→ **Work instruction**: Write out, word for word, every line from the one where "Query: butterfly head" occurs to the final line of the entries, and nothing beyond them.

**** Records to process ****

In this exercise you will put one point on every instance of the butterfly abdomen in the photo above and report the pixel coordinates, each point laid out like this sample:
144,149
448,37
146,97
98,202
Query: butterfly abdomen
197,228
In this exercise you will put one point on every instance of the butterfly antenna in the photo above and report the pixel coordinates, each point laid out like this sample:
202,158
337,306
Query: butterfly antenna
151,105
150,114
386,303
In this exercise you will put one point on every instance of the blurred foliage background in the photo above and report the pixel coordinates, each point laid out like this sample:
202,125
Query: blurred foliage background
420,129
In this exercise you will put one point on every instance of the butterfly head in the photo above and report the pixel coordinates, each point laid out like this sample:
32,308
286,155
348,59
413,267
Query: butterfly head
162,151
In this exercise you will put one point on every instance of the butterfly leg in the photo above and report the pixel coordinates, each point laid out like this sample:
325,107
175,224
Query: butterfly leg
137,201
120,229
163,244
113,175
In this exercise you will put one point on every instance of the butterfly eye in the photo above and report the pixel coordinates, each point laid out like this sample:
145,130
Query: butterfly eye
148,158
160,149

****

→ **Solution for this task**:
Query: butterfly head
162,151
In this exercise you will put one point on every instance of the butterfly leg in the photo above and report the pixel coordinates, each point laid out like this sample:
325,107
175,224
Query: butterfly leg
137,201
120,229
163,244
113,175
In this exercise you will put one point on every instance of the butterfly eye in the photo above and report the pixel coordinates, each point laid out like this sample:
145,130
Query: butterfly eye
148,158
160,149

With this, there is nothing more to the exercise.